◆ ABOUT THIS EXERCISE ◆
Each line of the data below should be repeated exactly.

[Collection entries]
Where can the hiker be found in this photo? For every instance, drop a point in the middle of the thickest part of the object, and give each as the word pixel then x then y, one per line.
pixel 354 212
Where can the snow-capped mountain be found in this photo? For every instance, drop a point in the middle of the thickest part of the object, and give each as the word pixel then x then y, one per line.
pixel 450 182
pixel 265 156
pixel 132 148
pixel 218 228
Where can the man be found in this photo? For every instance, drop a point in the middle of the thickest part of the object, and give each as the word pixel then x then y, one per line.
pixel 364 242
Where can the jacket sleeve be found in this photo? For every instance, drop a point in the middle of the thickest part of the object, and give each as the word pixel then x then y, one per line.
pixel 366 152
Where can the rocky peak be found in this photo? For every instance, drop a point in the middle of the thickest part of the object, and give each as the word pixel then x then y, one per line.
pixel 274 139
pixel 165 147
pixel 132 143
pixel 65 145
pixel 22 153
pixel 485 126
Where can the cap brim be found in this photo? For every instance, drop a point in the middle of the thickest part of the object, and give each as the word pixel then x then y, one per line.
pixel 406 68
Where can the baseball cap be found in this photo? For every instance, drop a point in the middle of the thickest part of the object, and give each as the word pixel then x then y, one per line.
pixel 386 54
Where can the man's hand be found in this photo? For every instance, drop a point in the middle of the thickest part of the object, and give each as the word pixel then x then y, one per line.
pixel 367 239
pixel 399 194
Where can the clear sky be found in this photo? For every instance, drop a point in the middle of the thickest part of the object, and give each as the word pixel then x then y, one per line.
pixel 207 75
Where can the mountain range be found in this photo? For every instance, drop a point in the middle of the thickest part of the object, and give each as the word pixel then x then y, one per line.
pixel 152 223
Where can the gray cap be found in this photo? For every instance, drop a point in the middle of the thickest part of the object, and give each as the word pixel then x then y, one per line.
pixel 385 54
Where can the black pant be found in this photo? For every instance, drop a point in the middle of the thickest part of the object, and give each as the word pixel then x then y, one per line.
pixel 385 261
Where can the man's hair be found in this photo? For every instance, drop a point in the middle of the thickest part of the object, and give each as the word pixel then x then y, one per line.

◆ RESPONSE TO THE TASK ◆
Where can the hiker be found in this photo? For every instance, drop a point in the middle of the thickest part of the object, and give each as the word pixel then x then y, one per line.
pixel 354 212
Where can the snow-capped mountain be found in this photo? For every instance, drop a point in the middle of the thickest part of the object, and give each as the word pixel then x then y, one per line.
pixel 450 182
pixel 265 156
pixel 132 148
pixel 218 228
Where can the man be found in this photo? For every instance, drop a point in the middle of the thickest part of the object, and give each as the word pixel then x then y, one per line.
pixel 364 242
Where can the jacket sleeve be found in this photo? For every instance, drop a point in the middle of the thickest part of the object, and give each as the word pixel then x then y, one per line.
pixel 366 152
Where can the rocky peak be found in this photo? For every instance, drop a point in the middle of the thickest part of the object, and give each as the word pixel then x then y, one per line.
pixel 274 139
pixel 165 147
pixel 132 143
pixel 65 145
pixel 22 153
pixel 485 126
Where can the cap brim be found in this photo? For every instance, drop a point in the middle of the thickest part of the object, and give each as the word pixel then x then y, one per line.
pixel 406 68
Where can the baseball cap be found in this photo? For every instance, drop a point in the middle of the thickest part of the object, and give each as the word pixel then x then y, one per line.
pixel 386 54
Where can the man's hand be found in this photo? For every instance, drop a point in the middle of the thickest part of the object, and give each as the word pixel then x then y, one per line.
pixel 367 239
pixel 399 194
Where can the clear sky be found in this photo? For every instance, drop a point in the middle of the thickest part of the object, and give each as the word pixel then x then y, one per line.
pixel 207 75
Where can the mountain range be found in this photo? For every instance, drop a point in the middle of the thickest part of the object, and give each as the word pixel then x then y, one per line.
pixel 152 223
Where can the gray cap be found in this photo? For every instance, drop a point in the middle of the thickest part of the object, and give each as the word pixel then x then y, one per line.
pixel 385 54
Where can the black pant be found in this photo? For every instance, drop a point in the middle of the thickest part of the object, and give each as the word pixel then x then y, one per line.
pixel 385 261
Where can the man's hair be found in this photo? For every instance, drop a point in the middle of the thickest part of the object, and give each as the word pixel then x then y, one per line.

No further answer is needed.